[Start STORED DATA]

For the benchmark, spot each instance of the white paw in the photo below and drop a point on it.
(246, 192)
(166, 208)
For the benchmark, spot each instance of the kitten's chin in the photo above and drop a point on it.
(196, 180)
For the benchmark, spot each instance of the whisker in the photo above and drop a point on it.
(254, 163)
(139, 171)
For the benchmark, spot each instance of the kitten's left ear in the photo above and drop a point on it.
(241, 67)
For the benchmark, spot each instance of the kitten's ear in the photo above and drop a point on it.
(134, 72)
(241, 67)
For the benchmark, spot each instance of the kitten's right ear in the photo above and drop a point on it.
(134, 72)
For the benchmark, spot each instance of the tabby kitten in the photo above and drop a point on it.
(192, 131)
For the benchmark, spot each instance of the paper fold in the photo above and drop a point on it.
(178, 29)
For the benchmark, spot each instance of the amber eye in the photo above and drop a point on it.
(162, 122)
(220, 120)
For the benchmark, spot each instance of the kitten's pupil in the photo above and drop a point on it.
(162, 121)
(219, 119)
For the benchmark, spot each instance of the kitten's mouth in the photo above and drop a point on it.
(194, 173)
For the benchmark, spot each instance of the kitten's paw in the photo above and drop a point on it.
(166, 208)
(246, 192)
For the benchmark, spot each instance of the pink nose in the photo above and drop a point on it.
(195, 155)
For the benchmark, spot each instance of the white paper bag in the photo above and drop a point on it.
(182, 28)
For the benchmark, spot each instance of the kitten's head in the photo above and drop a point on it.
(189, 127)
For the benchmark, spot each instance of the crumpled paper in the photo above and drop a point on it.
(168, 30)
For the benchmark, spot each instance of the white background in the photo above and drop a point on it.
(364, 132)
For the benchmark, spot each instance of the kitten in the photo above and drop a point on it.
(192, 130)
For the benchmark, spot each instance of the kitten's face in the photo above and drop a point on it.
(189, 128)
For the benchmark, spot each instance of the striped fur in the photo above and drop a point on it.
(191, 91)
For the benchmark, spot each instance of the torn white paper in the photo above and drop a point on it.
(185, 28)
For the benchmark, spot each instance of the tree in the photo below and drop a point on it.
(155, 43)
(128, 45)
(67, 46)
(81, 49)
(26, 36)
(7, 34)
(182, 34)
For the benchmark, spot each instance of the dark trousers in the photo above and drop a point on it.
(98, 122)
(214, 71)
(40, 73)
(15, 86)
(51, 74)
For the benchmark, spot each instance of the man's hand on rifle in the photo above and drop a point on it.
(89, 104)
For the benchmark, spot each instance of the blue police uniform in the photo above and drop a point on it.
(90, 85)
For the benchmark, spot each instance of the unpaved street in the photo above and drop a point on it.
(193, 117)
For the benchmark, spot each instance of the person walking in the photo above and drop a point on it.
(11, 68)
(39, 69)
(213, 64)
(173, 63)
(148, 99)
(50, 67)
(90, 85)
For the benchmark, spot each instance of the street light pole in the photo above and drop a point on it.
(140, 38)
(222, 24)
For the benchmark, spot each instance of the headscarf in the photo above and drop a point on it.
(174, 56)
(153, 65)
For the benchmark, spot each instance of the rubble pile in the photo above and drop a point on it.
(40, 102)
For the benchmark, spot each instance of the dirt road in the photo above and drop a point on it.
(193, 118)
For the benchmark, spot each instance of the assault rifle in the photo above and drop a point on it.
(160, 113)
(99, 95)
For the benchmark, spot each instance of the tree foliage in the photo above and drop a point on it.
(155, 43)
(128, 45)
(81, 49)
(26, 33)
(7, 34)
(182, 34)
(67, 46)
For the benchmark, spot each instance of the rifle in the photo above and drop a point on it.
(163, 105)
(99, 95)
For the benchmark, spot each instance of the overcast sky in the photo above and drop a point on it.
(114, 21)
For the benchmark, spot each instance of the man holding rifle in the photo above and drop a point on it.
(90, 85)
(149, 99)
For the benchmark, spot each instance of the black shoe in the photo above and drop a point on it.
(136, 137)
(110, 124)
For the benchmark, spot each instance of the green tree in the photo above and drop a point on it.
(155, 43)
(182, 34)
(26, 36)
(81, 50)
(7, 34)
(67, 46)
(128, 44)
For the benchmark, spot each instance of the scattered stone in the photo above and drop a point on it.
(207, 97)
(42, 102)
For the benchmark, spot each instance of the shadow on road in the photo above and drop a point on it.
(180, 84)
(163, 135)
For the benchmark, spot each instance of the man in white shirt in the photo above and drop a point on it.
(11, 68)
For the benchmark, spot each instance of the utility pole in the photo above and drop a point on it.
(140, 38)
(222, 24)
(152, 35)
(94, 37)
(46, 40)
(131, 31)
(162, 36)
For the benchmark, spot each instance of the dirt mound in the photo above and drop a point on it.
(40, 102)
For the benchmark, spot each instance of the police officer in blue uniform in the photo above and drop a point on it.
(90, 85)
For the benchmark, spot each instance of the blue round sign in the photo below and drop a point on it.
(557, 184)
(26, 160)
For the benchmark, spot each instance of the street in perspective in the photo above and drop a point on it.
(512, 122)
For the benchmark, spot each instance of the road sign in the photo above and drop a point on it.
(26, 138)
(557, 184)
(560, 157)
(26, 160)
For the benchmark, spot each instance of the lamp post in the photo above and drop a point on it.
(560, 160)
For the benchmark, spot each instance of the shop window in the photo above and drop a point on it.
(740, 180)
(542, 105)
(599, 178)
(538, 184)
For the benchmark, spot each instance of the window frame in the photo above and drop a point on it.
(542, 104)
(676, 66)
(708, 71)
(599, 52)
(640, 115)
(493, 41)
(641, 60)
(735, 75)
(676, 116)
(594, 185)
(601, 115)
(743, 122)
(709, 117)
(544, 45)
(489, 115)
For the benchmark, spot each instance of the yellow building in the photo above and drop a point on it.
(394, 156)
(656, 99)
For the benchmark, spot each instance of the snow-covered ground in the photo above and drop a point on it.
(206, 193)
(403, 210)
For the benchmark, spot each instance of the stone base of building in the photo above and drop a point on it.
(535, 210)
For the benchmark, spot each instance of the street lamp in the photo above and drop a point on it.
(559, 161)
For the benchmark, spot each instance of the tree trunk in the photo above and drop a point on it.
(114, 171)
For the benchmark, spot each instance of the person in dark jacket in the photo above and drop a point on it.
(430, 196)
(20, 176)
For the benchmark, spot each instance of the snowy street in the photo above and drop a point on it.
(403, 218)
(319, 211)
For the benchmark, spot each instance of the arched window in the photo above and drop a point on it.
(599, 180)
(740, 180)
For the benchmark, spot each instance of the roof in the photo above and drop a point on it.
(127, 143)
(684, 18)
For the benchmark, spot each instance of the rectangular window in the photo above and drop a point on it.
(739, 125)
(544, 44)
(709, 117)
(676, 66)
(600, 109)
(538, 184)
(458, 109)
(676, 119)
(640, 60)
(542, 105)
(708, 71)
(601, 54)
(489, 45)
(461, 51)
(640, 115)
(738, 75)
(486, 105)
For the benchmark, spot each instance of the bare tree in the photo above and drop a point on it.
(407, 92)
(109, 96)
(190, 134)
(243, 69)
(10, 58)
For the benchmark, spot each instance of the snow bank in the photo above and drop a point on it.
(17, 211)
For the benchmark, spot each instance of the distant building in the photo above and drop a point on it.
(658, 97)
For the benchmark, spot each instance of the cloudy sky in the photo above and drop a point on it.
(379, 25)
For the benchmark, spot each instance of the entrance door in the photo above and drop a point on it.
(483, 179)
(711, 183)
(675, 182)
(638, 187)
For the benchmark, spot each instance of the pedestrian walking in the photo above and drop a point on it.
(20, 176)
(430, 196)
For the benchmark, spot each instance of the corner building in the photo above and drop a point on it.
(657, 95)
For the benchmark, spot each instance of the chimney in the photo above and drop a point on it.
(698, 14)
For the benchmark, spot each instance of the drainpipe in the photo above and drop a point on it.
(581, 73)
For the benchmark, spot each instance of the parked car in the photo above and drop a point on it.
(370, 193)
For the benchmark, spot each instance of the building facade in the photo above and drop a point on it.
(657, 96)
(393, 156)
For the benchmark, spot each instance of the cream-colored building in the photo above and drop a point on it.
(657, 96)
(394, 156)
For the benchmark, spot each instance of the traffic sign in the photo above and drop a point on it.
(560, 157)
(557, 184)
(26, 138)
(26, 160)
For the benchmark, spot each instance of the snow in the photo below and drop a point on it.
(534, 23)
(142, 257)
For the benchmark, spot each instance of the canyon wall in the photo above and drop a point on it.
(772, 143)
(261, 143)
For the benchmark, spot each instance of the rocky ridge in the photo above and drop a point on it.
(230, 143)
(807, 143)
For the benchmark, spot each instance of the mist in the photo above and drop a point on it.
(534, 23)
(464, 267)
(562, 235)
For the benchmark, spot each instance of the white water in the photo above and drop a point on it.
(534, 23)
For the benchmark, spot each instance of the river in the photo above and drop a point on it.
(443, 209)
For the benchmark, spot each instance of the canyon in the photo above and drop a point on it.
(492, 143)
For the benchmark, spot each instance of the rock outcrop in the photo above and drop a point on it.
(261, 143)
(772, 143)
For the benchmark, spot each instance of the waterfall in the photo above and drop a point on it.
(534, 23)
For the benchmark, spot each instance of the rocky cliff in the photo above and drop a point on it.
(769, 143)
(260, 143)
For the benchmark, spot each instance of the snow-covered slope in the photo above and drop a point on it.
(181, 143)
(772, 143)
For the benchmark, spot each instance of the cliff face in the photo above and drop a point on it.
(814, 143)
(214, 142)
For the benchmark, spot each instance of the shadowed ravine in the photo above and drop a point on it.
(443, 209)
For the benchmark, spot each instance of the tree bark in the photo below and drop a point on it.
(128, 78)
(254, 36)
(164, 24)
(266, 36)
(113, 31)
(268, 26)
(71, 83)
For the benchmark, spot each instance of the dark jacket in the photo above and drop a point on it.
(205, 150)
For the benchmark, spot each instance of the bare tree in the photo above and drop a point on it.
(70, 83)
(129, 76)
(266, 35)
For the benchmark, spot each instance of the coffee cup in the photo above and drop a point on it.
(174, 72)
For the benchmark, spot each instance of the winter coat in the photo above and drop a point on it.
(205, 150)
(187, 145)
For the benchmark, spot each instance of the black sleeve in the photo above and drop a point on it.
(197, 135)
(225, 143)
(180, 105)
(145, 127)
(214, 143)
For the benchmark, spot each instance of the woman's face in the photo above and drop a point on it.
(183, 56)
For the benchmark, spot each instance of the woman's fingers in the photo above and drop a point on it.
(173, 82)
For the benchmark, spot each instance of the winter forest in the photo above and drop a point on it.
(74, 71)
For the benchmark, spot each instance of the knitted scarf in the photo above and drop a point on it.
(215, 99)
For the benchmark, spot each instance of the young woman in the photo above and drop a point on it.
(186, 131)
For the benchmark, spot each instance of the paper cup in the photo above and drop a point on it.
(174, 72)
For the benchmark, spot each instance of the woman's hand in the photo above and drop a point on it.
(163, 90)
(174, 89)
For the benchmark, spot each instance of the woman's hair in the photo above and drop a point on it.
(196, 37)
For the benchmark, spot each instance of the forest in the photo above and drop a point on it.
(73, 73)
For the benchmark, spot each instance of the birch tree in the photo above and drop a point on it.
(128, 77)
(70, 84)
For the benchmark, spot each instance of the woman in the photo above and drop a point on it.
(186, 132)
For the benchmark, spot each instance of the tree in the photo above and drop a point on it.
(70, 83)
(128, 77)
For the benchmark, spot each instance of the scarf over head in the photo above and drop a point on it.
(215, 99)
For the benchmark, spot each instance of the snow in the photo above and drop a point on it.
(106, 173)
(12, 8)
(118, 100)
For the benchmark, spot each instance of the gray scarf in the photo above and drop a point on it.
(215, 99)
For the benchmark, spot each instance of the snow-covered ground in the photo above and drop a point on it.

[End STORED DATA]

_DIRECTIVE_: Write out only what runs from the line holding "For the benchmark, spot each instance of the winter forest" through the last line of the records, exactly as shown.

_COMPLETE RESPONSE_:
For the benchmark, spot each instance of the winter forest in the photo above and drop a point on it.
(74, 71)
For the benchmark, spot each instance of the knitted scarf in the photo above and drop a point on it.
(215, 99)
For the benchmark, spot each instance of the young woman in the photo above and drop a point on it.
(186, 131)
For the benchmark, spot each instance of the paper cup in the photo above and drop a point on it.
(174, 72)
For the benchmark, spot each instance of the woman's hand in the photo above and drop a point on it.
(163, 90)
(174, 89)
For the benchmark, spot each instance of the woman's hair in the photo above and drop a point on it.
(196, 37)
For the benchmark, spot each instance of the forest in the photo above and drop a point on it.
(73, 73)
For the benchmark, spot each instance of the birch tree in the photo above and drop a point on it.
(128, 77)
(70, 84)
For the benchmark, spot each instance of the woman in the photo above and drop a point on it.
(186, 132)
For the benchmark, spot each instance of the tree in the photo above and drop a point on it.
(70, 83)
(128, 77)
For the benchmark, spot each instance of the scarf over head in the photo above and drop a point on it.
(215, 99)
For the benchmark, spot each instance of the snow in the photo above and drop a point on it.
(106, 173)
(12, 8)
(118, 100)
For the benchmark, spot each instance of the gray scarf in the photo above and drop a point on it.
(215, 99)
For the benchmark, spot each instance of the snow-covered ground in the photo above and drop a point on it.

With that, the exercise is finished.